WHAT THE TASK ASKS.
Identify every line of the material that contains the string "beam", and copy each of those lines in full.

-- Start AVAILABLE RECORDS --

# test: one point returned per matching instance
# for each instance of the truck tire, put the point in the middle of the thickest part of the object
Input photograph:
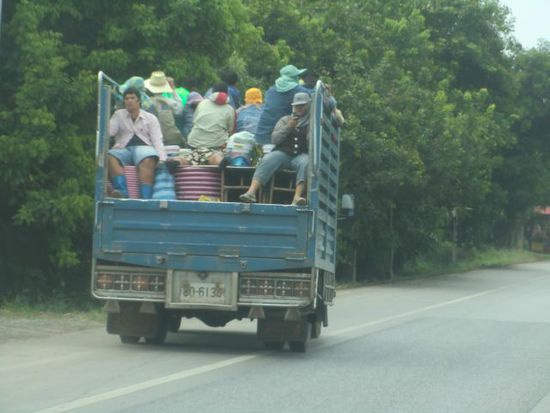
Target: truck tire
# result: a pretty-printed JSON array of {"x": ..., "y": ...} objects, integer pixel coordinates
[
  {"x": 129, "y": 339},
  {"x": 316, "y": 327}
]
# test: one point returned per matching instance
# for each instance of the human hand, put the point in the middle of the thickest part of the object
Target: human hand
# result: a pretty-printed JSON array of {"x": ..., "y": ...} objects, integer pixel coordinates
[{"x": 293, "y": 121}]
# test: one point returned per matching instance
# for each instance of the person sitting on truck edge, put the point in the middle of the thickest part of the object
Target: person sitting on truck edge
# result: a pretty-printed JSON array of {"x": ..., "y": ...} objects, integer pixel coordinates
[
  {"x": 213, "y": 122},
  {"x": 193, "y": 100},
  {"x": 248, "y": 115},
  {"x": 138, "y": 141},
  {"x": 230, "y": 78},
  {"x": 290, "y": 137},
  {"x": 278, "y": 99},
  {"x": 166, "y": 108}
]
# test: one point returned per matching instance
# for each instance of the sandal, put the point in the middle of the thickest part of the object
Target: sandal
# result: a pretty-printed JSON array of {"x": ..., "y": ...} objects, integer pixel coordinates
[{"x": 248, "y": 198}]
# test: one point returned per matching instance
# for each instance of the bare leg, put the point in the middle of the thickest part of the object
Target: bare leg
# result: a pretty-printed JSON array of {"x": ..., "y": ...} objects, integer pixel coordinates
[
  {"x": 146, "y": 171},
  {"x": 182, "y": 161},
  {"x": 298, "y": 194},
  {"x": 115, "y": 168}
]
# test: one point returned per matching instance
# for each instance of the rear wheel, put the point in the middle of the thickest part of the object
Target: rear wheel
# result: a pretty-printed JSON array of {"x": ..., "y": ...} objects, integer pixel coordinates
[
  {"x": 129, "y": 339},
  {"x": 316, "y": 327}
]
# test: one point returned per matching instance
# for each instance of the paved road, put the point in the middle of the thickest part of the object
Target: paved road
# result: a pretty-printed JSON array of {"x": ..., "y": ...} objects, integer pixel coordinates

-- End AVAILABLE RECORDS --
-- Start AVAILABLE RECORDS --

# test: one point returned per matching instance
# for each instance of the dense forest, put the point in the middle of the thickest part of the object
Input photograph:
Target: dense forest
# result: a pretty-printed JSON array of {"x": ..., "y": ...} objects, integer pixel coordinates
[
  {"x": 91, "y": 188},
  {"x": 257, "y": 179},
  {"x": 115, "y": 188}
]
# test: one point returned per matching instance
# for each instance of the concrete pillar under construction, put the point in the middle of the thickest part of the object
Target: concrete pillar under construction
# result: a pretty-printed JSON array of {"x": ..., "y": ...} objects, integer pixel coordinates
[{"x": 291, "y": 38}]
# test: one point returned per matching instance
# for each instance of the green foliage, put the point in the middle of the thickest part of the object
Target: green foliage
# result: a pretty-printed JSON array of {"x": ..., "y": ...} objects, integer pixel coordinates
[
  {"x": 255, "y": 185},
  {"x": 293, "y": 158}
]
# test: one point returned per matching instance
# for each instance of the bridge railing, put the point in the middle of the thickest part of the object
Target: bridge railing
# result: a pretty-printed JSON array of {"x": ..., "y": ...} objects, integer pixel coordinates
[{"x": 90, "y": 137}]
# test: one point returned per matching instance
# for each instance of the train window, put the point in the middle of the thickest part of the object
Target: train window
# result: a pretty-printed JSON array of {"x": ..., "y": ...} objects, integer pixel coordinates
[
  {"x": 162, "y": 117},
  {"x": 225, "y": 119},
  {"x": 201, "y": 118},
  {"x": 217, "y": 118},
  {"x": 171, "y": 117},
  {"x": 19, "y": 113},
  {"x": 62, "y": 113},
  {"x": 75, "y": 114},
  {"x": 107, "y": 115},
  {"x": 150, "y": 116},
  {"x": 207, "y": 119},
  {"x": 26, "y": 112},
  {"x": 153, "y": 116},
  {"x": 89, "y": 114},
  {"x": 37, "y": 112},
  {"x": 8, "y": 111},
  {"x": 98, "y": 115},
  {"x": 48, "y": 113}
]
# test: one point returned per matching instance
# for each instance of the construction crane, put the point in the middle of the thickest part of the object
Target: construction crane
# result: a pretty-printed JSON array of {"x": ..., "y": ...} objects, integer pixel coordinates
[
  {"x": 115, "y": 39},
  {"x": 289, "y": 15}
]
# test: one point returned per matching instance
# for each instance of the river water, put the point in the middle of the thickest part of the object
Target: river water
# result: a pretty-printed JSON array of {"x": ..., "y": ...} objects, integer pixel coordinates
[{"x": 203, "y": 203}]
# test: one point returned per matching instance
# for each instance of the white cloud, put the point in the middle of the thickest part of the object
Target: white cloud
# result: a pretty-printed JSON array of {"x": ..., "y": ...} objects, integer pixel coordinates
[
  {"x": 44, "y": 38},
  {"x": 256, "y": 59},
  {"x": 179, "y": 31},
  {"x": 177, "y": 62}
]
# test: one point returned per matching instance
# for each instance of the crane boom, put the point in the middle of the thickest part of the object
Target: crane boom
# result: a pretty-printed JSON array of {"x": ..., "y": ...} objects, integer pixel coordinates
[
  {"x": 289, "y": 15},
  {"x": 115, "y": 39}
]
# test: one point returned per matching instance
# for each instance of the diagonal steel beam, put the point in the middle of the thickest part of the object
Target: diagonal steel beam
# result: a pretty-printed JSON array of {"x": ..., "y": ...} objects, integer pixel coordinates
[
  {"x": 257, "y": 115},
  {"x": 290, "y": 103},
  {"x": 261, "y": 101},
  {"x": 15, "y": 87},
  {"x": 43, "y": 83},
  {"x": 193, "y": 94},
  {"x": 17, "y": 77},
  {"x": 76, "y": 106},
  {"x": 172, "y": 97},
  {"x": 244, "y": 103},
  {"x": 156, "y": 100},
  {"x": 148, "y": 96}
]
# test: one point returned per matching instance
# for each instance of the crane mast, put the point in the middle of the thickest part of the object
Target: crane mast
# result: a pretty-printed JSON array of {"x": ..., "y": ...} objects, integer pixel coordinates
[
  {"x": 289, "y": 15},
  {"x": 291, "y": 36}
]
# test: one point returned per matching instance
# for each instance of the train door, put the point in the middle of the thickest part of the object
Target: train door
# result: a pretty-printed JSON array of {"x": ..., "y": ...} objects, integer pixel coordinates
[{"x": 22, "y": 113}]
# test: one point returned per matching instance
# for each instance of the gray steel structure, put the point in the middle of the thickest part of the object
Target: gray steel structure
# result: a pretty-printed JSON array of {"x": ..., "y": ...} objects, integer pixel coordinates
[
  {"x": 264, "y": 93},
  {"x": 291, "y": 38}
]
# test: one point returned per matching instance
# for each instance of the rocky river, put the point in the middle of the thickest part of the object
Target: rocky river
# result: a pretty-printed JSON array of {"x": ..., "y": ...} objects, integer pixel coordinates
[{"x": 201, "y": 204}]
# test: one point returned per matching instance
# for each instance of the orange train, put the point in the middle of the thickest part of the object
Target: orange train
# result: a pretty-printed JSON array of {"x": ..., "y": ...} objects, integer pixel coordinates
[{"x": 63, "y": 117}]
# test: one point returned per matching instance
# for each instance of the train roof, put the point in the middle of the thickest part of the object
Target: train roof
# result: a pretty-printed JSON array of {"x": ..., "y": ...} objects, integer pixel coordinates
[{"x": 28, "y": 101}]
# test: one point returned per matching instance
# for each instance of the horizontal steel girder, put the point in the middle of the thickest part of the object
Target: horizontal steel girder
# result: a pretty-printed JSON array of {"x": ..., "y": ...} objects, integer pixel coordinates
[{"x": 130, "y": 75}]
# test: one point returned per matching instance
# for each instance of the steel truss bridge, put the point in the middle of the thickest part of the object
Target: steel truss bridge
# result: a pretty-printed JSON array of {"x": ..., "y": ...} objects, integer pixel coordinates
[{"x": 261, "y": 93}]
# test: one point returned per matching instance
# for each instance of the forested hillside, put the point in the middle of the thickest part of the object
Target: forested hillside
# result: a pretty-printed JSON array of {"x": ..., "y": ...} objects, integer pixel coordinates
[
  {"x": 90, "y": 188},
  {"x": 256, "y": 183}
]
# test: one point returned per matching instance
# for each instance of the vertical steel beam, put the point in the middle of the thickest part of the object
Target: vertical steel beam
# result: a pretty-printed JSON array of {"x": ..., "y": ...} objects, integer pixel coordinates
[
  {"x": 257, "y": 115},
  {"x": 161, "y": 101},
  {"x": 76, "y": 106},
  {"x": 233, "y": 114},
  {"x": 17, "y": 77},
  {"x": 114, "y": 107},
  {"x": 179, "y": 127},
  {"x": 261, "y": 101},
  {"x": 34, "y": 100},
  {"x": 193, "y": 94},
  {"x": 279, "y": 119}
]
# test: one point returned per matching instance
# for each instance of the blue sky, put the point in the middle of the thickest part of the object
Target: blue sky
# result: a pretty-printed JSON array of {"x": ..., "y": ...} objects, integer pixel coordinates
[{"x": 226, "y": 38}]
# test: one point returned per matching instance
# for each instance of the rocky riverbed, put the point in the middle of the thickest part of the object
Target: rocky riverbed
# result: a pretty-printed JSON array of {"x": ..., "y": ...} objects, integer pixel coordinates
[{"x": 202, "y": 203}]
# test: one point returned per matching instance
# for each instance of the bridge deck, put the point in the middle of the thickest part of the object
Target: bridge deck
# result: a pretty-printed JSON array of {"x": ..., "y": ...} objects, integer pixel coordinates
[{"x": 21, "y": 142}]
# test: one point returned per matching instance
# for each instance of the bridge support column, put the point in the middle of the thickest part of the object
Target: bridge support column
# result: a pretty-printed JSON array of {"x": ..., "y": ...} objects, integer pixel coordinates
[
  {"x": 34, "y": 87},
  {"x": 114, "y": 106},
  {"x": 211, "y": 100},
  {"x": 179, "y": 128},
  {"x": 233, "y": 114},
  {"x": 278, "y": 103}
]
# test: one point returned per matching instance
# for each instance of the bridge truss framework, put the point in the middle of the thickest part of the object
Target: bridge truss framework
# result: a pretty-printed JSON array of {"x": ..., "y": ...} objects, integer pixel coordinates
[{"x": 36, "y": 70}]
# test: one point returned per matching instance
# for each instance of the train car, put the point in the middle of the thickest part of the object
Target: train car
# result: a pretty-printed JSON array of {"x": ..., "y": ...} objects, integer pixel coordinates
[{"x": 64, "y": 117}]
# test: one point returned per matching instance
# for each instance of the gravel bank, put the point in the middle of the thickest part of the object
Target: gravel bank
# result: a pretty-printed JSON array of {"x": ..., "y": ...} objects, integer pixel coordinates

-- End AVAILABLE RECORDS --

ANSWER IN FULL.
# for each instance of the diagonal steel beam, put the point in the middle of the thickest part of the object
Target: diagonal steel beam
# for each instance of the vertical steel beam, put the point in the middle of the thickest part of the object
Target: vertical steel beam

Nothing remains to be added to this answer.